**EXERCISE:**
Set all the entries down again, unaltered.

**EXTRACTED ENTRIES:**
━━━━━━━━━━━━━━━━

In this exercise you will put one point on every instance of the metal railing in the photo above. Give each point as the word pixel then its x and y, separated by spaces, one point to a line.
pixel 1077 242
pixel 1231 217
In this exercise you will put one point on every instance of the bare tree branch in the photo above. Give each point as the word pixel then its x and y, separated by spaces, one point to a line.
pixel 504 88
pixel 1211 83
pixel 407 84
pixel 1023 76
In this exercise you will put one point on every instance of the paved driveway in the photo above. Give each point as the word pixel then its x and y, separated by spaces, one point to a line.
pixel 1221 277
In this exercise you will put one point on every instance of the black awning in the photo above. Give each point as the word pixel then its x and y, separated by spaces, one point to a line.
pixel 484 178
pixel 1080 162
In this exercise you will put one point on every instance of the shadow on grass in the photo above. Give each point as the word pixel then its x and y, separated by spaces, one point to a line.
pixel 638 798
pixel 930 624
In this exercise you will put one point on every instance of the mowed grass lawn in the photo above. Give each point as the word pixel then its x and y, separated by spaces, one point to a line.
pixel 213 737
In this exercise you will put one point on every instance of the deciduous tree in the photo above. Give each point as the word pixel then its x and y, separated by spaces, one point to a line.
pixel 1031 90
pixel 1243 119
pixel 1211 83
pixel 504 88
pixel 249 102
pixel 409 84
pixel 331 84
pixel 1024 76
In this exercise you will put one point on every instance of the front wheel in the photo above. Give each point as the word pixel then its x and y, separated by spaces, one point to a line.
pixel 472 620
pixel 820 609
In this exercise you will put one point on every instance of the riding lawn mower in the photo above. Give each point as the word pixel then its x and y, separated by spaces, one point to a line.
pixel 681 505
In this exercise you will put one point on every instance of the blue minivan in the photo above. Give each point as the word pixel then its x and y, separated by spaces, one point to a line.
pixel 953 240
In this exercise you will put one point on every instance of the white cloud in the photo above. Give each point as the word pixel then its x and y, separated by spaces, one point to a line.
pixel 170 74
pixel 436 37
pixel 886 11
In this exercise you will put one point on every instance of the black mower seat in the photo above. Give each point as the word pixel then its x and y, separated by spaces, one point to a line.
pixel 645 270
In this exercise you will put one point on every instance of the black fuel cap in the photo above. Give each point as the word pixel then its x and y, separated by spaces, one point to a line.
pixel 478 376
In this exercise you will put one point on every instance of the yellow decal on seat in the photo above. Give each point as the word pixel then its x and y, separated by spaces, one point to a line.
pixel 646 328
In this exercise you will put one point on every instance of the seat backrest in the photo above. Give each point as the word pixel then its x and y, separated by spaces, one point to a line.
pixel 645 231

━━━━━━━━━━━━━━━━

**SOLUTION:**
In this exercise you will put one point on every instance of the metal railing in the photo above. Give each point as the word pixel then its x and y, separated by spaces, one point to a line.
pixel 1077 242
pixel 1231 217
In this exercise you will put one point on every instance of the bare tree branch in the photo above. Give each point as the word pixel then its x and y, separated by spaces, one point to a line.
pixel 504 88
pixel 1211 83
pixel 407 84
pixel 1023 76
In this exercise you will put one point on every instance of the paved driveway in the photo above. Give each point as the word pixel then its x and y, separated by spaces, one point to a line.
pixel 1221 277
In this exercise you will put one point on every instance of the black awning in the photo above. Give each point as the word pixel then its x and y, separated by spaces, one point to a line.
pixel 484 178
pixel 1080 162
In this exercise you will put one point on every instance of the shadow on grass in the photo above. Give each point as the word pixel then its x and y, separated by spaces, one point to a line.
pixel 638 798
pixel 930 624
In this exercise you will put one point on every instance of the mowed grass lawn in the photo above. Give each point as the word pixel then its x and y, separated by spaces, one point to a line.
pixel 213 737
In this exercise you will put one point on every instance of the deciduous tree in the photo above. Give each point as the word pixel then its x and y, separated by spaces, one point to a line.
pixel 1031 90
pixel 1243 119
pixel 1211 83
pixel 504 88
pixel 249 102
pixel 409 84
pixel 331 84
pixel 1024 76
In this exercise you will put one point on every instance of the front wheel in the photo above. Give each point as the word pixel then its x and y, separated by spaces, one point to a line.
pixel 472 620
pixel 820 609
In this exercise you will put one point on every instance of the riding lawn mower in the photo above. Give each point as the word pixel then its x and y, separated by spaces, one point to a line.
pixel 681 505
In this exercise you will put one point on every instance of the blue minivan in the photo above. Give each point as the word pixel then its x and y, separated by spaces, one point to a line.
pixel 953 240
In this exercise you will put one point on every instance of the white cloud in the photo above. Give each point as the word pixel then its x and y, separated by spaces, one point to a line.
pixel 170 74
pixel 436 37
pixel 886 11
In this exercise you will put one point on every instance of the black mower seat in the photo above. Give each point as the word pixel then its x and y, separated by spaces, one point to a line.
pixel 645 270
In this exercise you will put one point on every instance of the black fuel cap in the photo above. Give each point as the word pixel then its x and y, separated by spaces, one point to a line.
pixel 478 376
In this exercise you will put one point on every instance of the yellow decal on seat in the photo above. Give each point as the word pixel then its x and y, separated by spaces, one point to a line.
pixel 646 328
In this exercise you will put one point on every instance of the seat backrest in the photo above. Give each point as the word pixel then its x and y, separated by spaces, one point to a line.
pixel 645 231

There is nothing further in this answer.